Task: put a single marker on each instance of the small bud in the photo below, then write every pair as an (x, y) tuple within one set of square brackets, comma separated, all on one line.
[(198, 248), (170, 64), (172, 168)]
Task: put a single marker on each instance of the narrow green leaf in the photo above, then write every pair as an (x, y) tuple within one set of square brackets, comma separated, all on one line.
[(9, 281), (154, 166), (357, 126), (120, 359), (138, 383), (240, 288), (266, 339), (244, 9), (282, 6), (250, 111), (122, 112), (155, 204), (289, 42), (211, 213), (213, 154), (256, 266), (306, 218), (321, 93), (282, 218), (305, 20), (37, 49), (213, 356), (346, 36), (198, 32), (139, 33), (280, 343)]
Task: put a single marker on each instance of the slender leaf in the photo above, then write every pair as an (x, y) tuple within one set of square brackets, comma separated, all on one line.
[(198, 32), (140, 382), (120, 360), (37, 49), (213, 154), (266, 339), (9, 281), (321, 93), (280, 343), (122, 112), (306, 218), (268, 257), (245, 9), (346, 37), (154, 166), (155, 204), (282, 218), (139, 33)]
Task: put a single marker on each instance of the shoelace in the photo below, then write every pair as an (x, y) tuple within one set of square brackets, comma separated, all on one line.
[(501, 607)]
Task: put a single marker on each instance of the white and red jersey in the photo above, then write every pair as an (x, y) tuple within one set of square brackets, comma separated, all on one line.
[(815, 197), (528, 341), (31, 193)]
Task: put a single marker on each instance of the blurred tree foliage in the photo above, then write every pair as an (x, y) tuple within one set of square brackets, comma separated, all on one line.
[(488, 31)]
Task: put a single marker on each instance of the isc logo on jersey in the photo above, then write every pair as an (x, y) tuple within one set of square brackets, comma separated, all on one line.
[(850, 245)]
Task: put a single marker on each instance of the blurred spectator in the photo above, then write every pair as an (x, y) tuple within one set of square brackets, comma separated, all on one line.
▬▬▬▬▬▬▬▬▬▬
◆ **Task to carry out**
Format the lines above as a numbered list, leaving out any blank lines.

◆ **Correct result**
1. Task: put a single marker on each instance of the small bud in the photo below, then write every pair as an (x, y) tuple within one set of square brackets, comma separated, all on one line.
2. [(198, 248), (170, 64), (172, 168)]
3. Task: put a single marker on each instance of the narrow green leaf in the photo above, then write every pair as an (x, y) tuple within one set of square brackets, comma separated, all on one line.
4. [(9, 281), (154, 166), (357, 126), (120, 359), (138, 383), (240, 288), (266, 339), (244, 9), (282, 6), (250, 111), (122, 112), (155, 204), (289, 42), (211, 213), (213, 154), (256, 266), (306, 218), (321, 93), (282, 218), (305, 20), (37, 49), (213, 356), (346, 36), (198, 32), (139, 33), (280, 343)]
5. Task: put a single marker on each instance of the slender leaf in the photo above, then write every pair as an (x, y) tuple within one set of square brackets, comma separated, all on one line.
6. [(198, 32), (140, 382), (120, 360), (37, 49), (213, 154), (266, 339), (9, 281), (321, 93), (280, 343), (122, 112), (306, 218), (268, 257), (245, 9), (346, 37), (154, 166), (155, 204), (282, 218), (139, 33)]
7. Task: put a single marker on each instance of the shoelace in the photo below, then write every pair as an (x, y) tuple within one set of square brackets, comma separated, all on one line.
8. [(501, 607)]
9. Task: put a single marker on each instance of the white and red jersey in the photo above, then write every pair as an (x, y) tuple within one set of square brackets, comma separated, all on one line.
10. [(815, 197), (528, 341), (31, 193)]
11. Task: put a single marker on each instance of the blurred tree foliage in the photo above, then write every pair as an (x, y) tuple within one set of square brackets, comma separated, all on one line.
12. [(488, 31)]
13. Task: put a single marker on each instance of the isc logo on jersey in the photo above, then write every pair as an (x, y) tuple within one set of square brackets, comma separated, all on one line.
14. [(850, 245)]
15. Task: put a single marker on each instance of the blurred spectator in the photo above, then write every pair as an (x, y) tuple within one set of square brackets, comma separated, all on one line.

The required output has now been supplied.